Ausgangstext —

Sie werden staunen, wie einfach es ist.
Fuer Sie als Reporter ist dieses Thema einfach zu verlockend, um nicht aufgegriffen zu werden: Man muss keinen grossen Aufwand fuer Recherchen treiben (falls man es ueberhaupt fuer noetig haelt, welche zu machen), es umfasst drei Reizthemen auf einmal (Hochtechnologie, Steuerverschwendung und natuerlich Sex), und die Messsage ist so einfach, dass selbst der bloedeste Ruhrpottler sie verstehen kann. Fangen wir mit dem letzten Teil an:
Das Internet ist eine neue Hochtechnologie, dessen Ziel es ist, auf Kosten der Steuerzahler jedem Hochschulangehoerigen auf elektronischem Weg Pornographie zugaenglich zu machen.
Machen Sie sich ueber die Details keine Sorgen. Wie wir unten sehen werden, werden Sie diese Message fuer Ihre jeweilige Zielgruppe etwas anpassen muessen. Aber da Ihr durchschnittler Zuschauer zB. den Unterschied zwischen dem Internet und dem FidoNet nicht erkennen wuerde, wenn er darauf sitzen wuerde, brauchen Sie weder sorgfaelltig zu arbeiten, noch sich alle Feinheiten merken. Verallgemeinern Sie also, um bei unserem Beispiel zu bleiben, im Zweifelsfall einfach ueber _alle_ Computernetze. Die Message aendert sich nicht, und schliesslich geht es - nach den Quoten - beim Journalismus immer um die Message. Wenn die durchkommt, egal wie, sind Sie ein guter Reporter.

Datensätze aus einer Sammlung —
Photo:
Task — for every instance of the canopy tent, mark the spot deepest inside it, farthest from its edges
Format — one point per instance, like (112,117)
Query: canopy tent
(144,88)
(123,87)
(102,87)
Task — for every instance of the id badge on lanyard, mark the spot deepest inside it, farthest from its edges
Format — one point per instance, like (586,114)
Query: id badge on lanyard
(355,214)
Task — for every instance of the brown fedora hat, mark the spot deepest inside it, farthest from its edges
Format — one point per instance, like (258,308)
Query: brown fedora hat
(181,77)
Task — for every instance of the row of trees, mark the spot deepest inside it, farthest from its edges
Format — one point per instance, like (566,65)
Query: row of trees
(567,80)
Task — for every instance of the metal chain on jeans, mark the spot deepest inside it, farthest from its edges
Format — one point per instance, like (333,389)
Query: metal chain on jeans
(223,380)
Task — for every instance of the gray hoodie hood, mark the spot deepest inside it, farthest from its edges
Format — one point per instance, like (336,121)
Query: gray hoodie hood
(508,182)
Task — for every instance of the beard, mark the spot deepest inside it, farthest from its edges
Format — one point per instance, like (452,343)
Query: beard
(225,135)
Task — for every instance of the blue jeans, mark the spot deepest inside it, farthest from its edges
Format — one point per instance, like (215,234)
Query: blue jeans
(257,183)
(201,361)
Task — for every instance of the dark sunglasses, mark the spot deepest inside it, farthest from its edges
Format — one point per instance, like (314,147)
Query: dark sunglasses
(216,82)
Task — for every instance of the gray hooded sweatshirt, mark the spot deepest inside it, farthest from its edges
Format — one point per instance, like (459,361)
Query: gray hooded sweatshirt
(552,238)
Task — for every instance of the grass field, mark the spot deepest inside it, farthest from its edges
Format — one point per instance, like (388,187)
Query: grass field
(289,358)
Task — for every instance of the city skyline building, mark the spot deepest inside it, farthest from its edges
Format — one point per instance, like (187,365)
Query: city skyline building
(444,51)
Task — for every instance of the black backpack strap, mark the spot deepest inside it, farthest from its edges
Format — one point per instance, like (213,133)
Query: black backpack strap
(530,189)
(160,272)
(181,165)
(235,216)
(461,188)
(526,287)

Aufgaben —
a – Bearbeite den Ausgangstext ab den Worten „Sie werden staunen, wie“ bis einschließlich „zugaenglich zu machen.“ und setze darin „Allgemeinheit“ an die Stelle von „Steuerzahler“.
b – Wiederhole aus den Datensätzen die Zeilen unverändert, beginnend mit der Zeile, die „Task — for every instance of the black“ enthält, bis einschließlich der letzten Zeile der Datensätze.

Antworten —
a –
Sie werden staunen, wie einfach es ist.
Fuer Sie als Reporter ist dieses Thema einfach zu verlockend, um nicht aufgegriffen zu werden: Man muss keinen grossen Aufwand fuer Recherchen treiben (falls man es ueberhaupt fuer noetig haelt, welche zu machen), es umfasst drei Reizthemen auf einmal (Hochtechnologie, Steuerverschwendung und natuerlich Sex), und die Messsage ist so einfach, dass selbst der bloedeste Ruhrpottler sie verstehen kann. Fangen wir mit dem letzten Teil an:
Das Internet ist eine neue Hochtechnologie, dessen Ziel es ist, auf Kosten der Allgemeinheit jedem Hochschulangehoerigen auf elektronischem Weg Pornographie zugaenglich zu machen.

b –
Task — for every instance of the black backpack strap, mark the spot deepest inside it, farthest from its edges
Format — one point per instance, like (213,133)
Query: black backpack strap
(530,189)
(160,272)
(181,165)
(235,216)
(461,188)
(526,287)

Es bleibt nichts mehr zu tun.